WRITTEN PROBLEM >>
Render this sentence from the piece on the Patriots dynasty in Spanish: "This is, of course, the opposite of what they were."

READING TEXT >>
# # #

Photo: Dustin Bradford/Icon Sportswire/Getty Images

You’re never going to believe me when I say this, but I swear it is true: There was a time that Tom Brady, Bill Belichick and the New England Patriots were America’s Team, true underdogs that everybody I knew was cheering for. Forgive us: We were young, and we did not know.

There were multiple reasons we were all rooting for the Patriots in the 2002 Super Bowl — a desire for an upset, the U2 halftime show, that we didn’t really know Brady or Belichick yet, just general immediate post-9/11 brain fog — but the primary one was that we thought they were taking down a dynasty. The Greatest Show on Turf St. Louis Rams had won the Super Bowl two years before and were heavily favored to do so again, looking for all the world like an unstoppable team that would win titles for years to come; they looked like the dynasty in waiting. And after a succession of the Steelers, 49ers, Cowboys, and Broncos, we were very sick of those. The Patriots felt like they were standing athwart history, like the little guys taking down the empire.

This is, of course, the opposite of what they were. That Super Bowl would end up being the first of six titles Brady and Belichick would win together with the Patriots, teaming up to become the most storied and hated franchise in NFL history. The duo would eventually break up — Brady to win one more title with the Buccaneers, Belichick to do whatever the heck he’s doing in Chapel Hill right now — but they remain as avatars of what sports fans claim to dislike more than anything else: a dynasty. Sports fans love the toppling of a dynasty, too, which is why their breakup was so satisfying: It brings them back to earth, reminds us that they are human, lets us pretend they are zhlubs like the rest of us.

# # #

PROVIDED DATA >>
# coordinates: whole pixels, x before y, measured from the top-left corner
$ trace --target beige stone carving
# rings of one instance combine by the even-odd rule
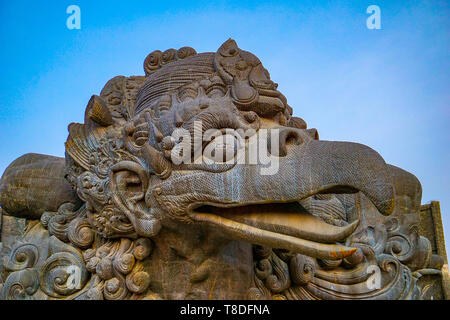
[[[65,159],[5,171],[2,299],[446,297],[417,178],[320,140],[255,55],[229,39],[144,71],[92,96]]]

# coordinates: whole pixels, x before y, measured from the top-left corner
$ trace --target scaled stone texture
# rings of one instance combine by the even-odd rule
[[[144,71],[92,96],[65,158],[6,169],[1,299],[449,298],[439,204],[371,148],[320,140],[255,55],[229,39]],[[252,141],[275,174],[207,159]]]

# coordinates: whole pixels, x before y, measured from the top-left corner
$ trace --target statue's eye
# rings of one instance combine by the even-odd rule
[[[227,163],[234,161],[240,148],[240,141],[234,135],[225,133],[216,136],[203,149],[203,157],[209,163]]]

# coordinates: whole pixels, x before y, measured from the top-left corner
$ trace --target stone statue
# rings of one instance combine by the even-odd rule
[[[446,297],[417,178],[320,140],[255,55],[229,39],[144,70],[92,96],[65,159],[6,169],[1,299]]]

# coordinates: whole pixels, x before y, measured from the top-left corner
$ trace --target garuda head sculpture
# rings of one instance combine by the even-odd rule
[[[320,140],[234,40],[144,69],[92,96],[65,160],[5,171],[4,214],[29,225],[4,249],[3,298],[426,297],[442,258],[413,175]]]

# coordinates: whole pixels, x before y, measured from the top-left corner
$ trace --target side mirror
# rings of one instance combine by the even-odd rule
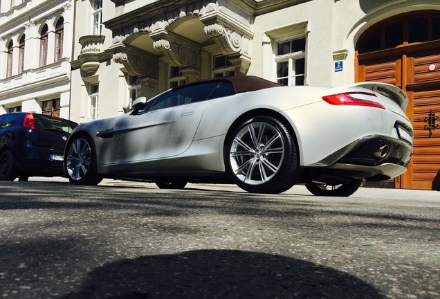
[[[131,106],[136,110],[140,110],[144,109],[146,105],[147,105],[147,98],[140,97],[136,99],[134,102],[133,102],[133,105]]]

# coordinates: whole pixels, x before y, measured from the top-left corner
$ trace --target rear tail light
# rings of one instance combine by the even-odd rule
[[[30,127],[30,129],[35,129],[35,120],[34,119],[34,115],[33,114],[28,114],[24,117],[24,121],[23,122],[24,127]]]
[[[359,96],[356,97],[356,96]],[[348,105],[348,106],[367,106],[375,108],[385,109],[385,107],[381,104],[370,100],[360,98],[365,96],[376,97],[374,93],[356,92],[356,93],[338,93],[331,96],[326,96],[322,97],[322,100],[329,104],[333,105]]]

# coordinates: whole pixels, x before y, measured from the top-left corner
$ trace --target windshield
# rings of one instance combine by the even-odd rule
[[[70,134],[78,125],[73,121],[42,114],[34,114],[34,118],[35,129],[64,131]]]

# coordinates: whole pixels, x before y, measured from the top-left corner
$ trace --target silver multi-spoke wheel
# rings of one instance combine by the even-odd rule
[[[250,123],[234,138],[230,147],[230,164],[241,181],[259,185],[277,174],[284,153],[284,141],[278,129],[266,123]]]
[[[71,183],[97,185],[102,180],[97,174],[95,152],[92,139],[85,134],[78,134],[68,141],[64,170]]]
[[[91,149],[87,141],[82,138],[75,140],[67,152],[68,176],[75,181],[83,179],[90,169],[91,158]]]
[[[225,168],[241,189],[280,193],[301,175],[293,131],[278,119],[257,116],[237,123],[226,140]]]

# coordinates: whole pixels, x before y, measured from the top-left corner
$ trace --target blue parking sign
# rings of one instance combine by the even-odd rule
[[[335,71],[342,71],[342,63],[344,62],[335,62]]]

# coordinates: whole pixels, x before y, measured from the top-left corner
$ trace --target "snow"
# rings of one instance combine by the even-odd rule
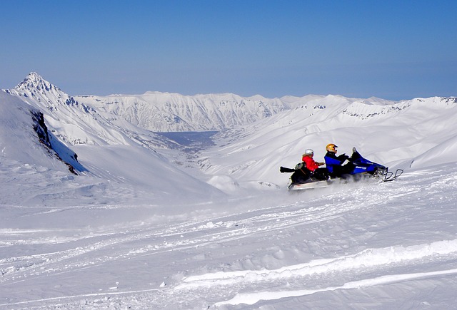
[[[78,175],[19,98],[0,92],[0,309],[455,308],[455,98],[287,97],[197,153],[51,98],[55,137],[97,142],[61,142]],[[279,166],[330,142],[405,172],[288,192]]]

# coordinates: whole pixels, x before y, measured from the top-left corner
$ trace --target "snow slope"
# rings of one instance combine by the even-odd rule
[[[209,131],[268,118],[288,108],[278,99],[206,94],[194,96],[147,92],[143,95],[77,96],[78,100],[151,131]]]
[[[455,98],[288,97],[195,154],[139,143],[104,114],[100,132],[120,135],[91,124],[99,143],[61,141],[75,175],[37,142],[36,100],[16,95],[0,93],[0,309],[455,308]],[[54,124],[62,137],[86,124],[67,105],[41,108],[79,115]],[[327,141],[406,172],[287,192],[279,165]]]

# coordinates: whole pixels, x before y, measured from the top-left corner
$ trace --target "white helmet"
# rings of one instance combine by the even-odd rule
[[[314,151],[313,150],[311,150],[311,148],[305,150],[305,155],[311,155],[311,154],[314,154]]]

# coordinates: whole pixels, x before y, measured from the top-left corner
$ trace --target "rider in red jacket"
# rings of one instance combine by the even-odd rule
[[[306,164],[306,168],[312,172],[314,172],[319,166],[325,165],[325,162],[318,162],[315,161],[313,159],[313,156],[314,155],[314,152],[311,149],[308,149],[305,150],[305,153],[301,157],[301,160],[303,161]]]

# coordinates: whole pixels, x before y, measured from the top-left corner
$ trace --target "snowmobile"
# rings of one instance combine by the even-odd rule
[[[312,173],[309,172],[306,180],[291,182],[288,185],[288,190],[300,190],[326,187],[332,184],[358,182],[368,179],[379,180],[381,182],[393,181],[401,175],[403,172],[401,169],[397,169],[395,173],[390,172],[387,167],[362,157],[355,148],[353,150],[352,156],[348,160],[349,163],[347,164],[349,165],[348,167],[350,168],[348,173],[343,173],[338,176],[330,175],[327,180],[323,180],[313,177]],[[296,173],[297,170],[281,167],[280,171],[281,172],[294,172],[294,173]],[[293,180],[293,178],[291,179]]]

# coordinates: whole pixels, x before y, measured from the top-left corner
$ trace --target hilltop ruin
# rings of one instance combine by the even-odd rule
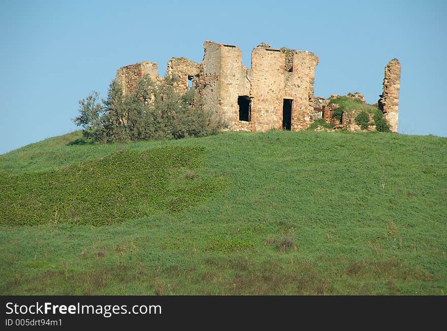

# # #

THE REPLY >>
Esto es, por supuesto, lo contrario de lo que eran.